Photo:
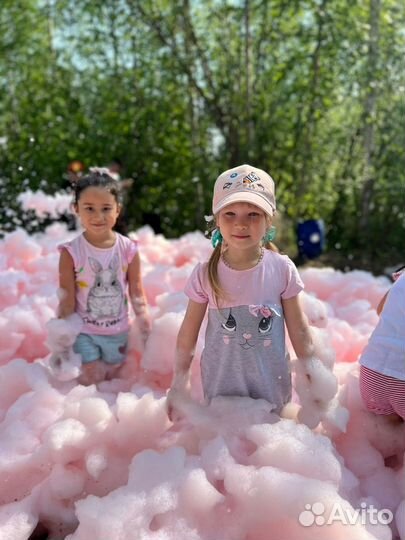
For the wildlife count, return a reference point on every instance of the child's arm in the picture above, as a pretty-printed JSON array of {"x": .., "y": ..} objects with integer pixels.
[
  {"x": 298, "y": 327},
  {"x": 67, "y": 301},
  {"x": 185, "y": 348},
  {"x": 381, "y": 303},
  {"x": 137, "y": 296}
]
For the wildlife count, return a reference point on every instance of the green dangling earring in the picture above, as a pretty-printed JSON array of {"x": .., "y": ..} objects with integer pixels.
[
  {"x": 270, "y": 235},
  {"x": 216, "y": 238}
]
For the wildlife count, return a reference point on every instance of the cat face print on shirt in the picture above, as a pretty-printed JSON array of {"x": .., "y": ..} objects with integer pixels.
[{"x": 248, "y": 326}]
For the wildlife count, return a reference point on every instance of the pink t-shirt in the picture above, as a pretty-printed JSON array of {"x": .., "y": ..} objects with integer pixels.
[
  {"x": 101, "y": 283},
  {"x": 276, "y": 277},
  {"x": 245, "y": 353}
]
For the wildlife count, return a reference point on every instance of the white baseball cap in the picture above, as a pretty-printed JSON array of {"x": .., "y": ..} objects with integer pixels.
[{"x": 244, "y": 184}]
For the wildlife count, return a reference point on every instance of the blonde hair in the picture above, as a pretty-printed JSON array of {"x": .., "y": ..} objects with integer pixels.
[{"x": 218, "y": 290}]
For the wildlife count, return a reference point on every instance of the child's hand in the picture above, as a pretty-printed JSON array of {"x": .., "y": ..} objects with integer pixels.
[{"x": 144, "y": 325}]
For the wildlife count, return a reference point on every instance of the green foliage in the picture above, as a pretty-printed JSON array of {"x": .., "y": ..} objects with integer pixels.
[{"x": 310, "y": 90}]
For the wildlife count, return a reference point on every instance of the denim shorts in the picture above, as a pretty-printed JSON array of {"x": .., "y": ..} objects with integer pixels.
[{"x": 110, "y": 349}]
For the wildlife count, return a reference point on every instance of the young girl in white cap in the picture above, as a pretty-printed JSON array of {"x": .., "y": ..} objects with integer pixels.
[
  {"x": 250, "y": 290},
  {"x": 382, "y": 363}
]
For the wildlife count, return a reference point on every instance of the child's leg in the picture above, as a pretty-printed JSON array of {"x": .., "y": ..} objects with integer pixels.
[
  {"x": 113, "y": 353},
  {"x": 93, "y": 370}
]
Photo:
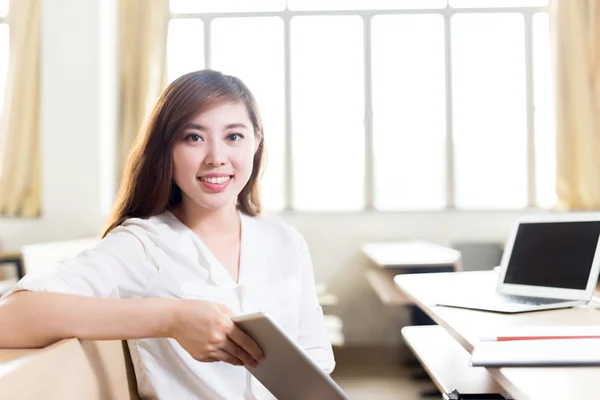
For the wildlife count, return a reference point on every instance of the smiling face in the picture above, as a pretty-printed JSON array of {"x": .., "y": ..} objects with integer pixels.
[{"x": 213, "y": 157}]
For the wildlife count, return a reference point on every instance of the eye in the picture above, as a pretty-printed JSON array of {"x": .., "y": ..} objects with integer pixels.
[
  {"x": 235, "y": 137},
  {"x": 192, "y": 137}
]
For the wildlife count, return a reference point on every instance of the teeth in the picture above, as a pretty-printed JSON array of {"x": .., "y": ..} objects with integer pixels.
[{"x": 218, "y": 180}]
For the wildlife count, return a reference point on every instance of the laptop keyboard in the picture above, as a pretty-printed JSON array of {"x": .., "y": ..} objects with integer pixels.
[{"x": 534, "y": 301}]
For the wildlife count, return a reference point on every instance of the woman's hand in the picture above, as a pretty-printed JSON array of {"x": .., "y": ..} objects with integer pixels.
[{"x": 205, "y": 330}]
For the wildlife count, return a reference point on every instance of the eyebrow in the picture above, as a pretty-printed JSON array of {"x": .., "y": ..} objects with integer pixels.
[{"x": 193, "y": 125}]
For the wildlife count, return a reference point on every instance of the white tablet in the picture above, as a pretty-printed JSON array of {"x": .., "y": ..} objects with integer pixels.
[{"x": 287, "y": 370}]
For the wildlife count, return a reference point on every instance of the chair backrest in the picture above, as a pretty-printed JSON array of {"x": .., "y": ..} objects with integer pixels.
[{"x": 40, "y": 255}]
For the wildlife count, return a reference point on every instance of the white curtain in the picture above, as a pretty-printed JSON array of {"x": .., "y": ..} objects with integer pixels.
[
  {"x": 143, "y": 26},
  {"x": 576, "y": 50},
  {"x": 19, "y": 137}
]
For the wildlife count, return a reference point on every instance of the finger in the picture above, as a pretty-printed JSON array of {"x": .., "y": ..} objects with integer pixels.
[
  {"x": 222, "y": 355},
  {"x": 246, "y": 343},
  {"x": 232, "y": 348},
  {"x": 226, "y": 310}
]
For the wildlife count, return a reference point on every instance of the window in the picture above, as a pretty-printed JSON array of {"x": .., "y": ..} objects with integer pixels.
[
  {"x": 3, "y": 50},
  {"x": 393, "y": 105}
]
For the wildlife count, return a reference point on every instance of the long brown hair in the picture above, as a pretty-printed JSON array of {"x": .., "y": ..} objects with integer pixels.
[{"x": 148, "y": 187}]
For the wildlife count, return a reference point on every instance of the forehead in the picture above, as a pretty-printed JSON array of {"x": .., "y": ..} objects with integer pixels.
[{"x": 226, "y": 113}]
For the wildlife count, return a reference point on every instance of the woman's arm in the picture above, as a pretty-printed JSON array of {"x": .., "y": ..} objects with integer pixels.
[
  {"x": 312, "y": 335},
  {"x": 204, "y": 329},
  {"x": 34, "y": 319}
]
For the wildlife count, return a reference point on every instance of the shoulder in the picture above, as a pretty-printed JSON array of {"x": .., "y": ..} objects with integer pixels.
[
  {"x": 146, "y": 230},
  {"x": 274, "y": 230}
]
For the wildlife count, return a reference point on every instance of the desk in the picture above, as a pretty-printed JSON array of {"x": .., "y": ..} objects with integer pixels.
[
  {"x": 406, "y": 257},
  {"x": 13, "y": 258},
  {"x": 466, "y": 326}
]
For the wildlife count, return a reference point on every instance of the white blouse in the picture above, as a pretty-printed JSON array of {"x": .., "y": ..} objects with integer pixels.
[{"x": 161, "y": 257}]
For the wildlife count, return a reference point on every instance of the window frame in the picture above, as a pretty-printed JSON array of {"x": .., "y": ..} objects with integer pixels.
[{"x": 447, "y": 13}]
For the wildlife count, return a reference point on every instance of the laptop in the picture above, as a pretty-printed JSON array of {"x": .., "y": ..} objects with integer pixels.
[{"x": 549, "y": 262}]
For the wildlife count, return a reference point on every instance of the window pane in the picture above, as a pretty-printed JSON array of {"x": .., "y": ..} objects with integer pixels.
[
  {"x": 363, "y": 5},
  {"x": 3, "y": 63},
  {"x": 197, "y": 6},
  {"x": 252, "y": 49},
  {"x": 490, "y": 137},
  {"x": 327, "y": 112},
  {"x": 409, "y": 112},
  {"x": 545, "y": 146},
  {"x": 497, "y": 3},
  {"x": 185, "y": 47}
]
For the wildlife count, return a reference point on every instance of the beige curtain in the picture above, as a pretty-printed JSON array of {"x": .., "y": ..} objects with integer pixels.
[
  {"x": 143, "y": 28},
  {"x": 19, "y": 136},
  {"x": 576, "y": 46}
]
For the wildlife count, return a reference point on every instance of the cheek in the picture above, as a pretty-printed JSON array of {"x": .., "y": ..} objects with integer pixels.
[
  {"x": 184, "y": 162},
  {"x": 243, "y": 162}
]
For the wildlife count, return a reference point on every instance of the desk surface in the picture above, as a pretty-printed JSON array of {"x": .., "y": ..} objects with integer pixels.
[
  {"x": 467, "y": 326},
  {"x": 410, "y": 253}
]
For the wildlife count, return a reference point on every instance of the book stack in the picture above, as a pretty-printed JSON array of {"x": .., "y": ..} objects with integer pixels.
[{"x": 539, "y": 346}]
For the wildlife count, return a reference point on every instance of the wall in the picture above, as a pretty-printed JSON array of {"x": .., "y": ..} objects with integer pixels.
[{"x": 77, "y": 132}]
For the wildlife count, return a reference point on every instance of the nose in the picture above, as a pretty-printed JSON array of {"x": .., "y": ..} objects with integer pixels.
[{"x": 215, "y": 155}]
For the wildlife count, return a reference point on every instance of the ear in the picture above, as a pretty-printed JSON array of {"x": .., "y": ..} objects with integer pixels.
[{"x": 257, "y": 142}]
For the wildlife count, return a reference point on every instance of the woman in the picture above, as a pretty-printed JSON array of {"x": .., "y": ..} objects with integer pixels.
[{"x": 185, "y": 249}]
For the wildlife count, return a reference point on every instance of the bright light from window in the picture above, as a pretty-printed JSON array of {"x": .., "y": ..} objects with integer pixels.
[
  {"x": 185, "y": 47},
  {"x": 197, "y": 6},
  {"x": 409, "y": 112},
  {"x": 490, "y": 129},
  {"x": 327, "y": 113},
  {"x": 497, "y": 3},
  {"x": 4, "y": 8},
  {"x": 545, "y": 135},
  {"x": 363, "y": 5}
]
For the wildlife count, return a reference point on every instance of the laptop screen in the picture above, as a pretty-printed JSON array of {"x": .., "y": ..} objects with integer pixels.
[{"x": 553, "y": 254}]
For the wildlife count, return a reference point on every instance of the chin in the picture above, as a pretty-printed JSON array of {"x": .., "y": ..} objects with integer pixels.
[{"x": 216, "y": 205}]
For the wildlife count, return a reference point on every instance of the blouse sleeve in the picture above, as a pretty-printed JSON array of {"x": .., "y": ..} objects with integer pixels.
[
  {"x": 118, "y": 267},
  {"x": 312, "y": 336}
]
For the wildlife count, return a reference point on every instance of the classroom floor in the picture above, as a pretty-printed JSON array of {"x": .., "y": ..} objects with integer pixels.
[{"x": 376, "y": 374}]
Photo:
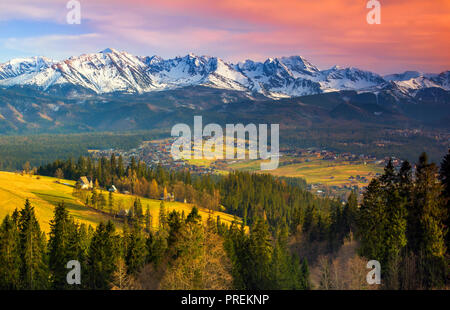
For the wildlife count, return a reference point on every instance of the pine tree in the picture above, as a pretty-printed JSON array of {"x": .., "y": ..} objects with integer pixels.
[
  {"x": 162, "y": 215},
  {"x": 306, "y": 284},
  {"x": 9, "y": 255},
  {"x": 428, "y": 214},
  {"x": 260, "y": 255},
  {"x": 136, "y": 251},
  {"x": 148, "y": 220},
  {"x": 63, "y": 246},
  {"x": 444, "y": 176},
  {"x": 34, "y": 273},
  {"x": 102, "y": 256}
]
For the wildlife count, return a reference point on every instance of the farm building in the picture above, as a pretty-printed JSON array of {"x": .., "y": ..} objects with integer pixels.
[{"x": 85, "y": 183}]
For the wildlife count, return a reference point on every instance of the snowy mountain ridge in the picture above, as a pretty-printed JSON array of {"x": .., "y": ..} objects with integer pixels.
[{"x": 113, "y": 71}]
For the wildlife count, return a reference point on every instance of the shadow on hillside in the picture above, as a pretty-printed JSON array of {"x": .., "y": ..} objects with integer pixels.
[{"x": 55, "y": 199}]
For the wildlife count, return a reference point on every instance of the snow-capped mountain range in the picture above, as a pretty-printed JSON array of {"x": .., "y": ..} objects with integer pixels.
[{"x": 113, "y": 71}]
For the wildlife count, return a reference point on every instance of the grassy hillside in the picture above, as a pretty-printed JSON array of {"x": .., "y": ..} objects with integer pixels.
[
  {"x": 45, "y": 193},
  {"x": 319, "y": 171}
]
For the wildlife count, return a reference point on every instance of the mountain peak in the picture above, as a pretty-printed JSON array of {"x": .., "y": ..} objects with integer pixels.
[{"x": 108, "y": 50}]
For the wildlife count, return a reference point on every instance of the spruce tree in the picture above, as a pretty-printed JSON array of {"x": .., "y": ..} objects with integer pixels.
[
  {"x": 34, "y": 272},
  {"x": 9, "y": 255},
  {"x": 444, "y": 176}
]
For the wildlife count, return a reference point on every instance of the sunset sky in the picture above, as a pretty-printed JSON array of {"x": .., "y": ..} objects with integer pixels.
[{"x": 413, "y": 34}]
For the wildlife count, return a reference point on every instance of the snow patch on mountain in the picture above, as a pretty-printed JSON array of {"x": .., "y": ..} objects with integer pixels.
[{"x": 112, "y": 71}]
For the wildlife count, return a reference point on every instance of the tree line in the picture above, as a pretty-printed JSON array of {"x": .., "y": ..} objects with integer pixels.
[{"x": 183, "y": 252}]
══════════
▶ Assigned task
What are the lines from the one with "of the mountain" through the last line of the records above? Quote them exactly and add nothing.

▶ Worked solution
For the wildlife count, return a reference point on every instance of the mountain peak in the picture above, as a pretty-printed JSON array of {"x": .., "y": ..} objects with integer pixels.
[{"x": 108, "y": 50}]
For the wildlife count, return a reference point on every instance of the spruce tree in the picture above, as a pretty-printed JSON array of {"x": .., "y": ..} objects with integer pixels.
[
  {"x": 34, "y": 272},
  {"x": 9, "y": 255},
  {"x": 444, "y": 176}
]
For the wildlife count, return a reference point on every instance of the sunset sky in the picture above, as a pretty-printed JSON array of {"x": .., "y": ..} objects with integer pixels.
[{"x": 413, "y": 34}]
For the wildlife count, return a reference point on every instance of the snow patch on mountain in the picture above, as a pretty-printed JSON array of {"x": .., "y": ..} objects with integer pixels.
[{"x": 112, "y": 71}]
For the wildlife count, return a reference point on every instance of the tree line in the picture above, as a pretty-printed JSON array of {"x": .., "y": ..} objects with integer pixels.
[{"x": 183, "y": 252}]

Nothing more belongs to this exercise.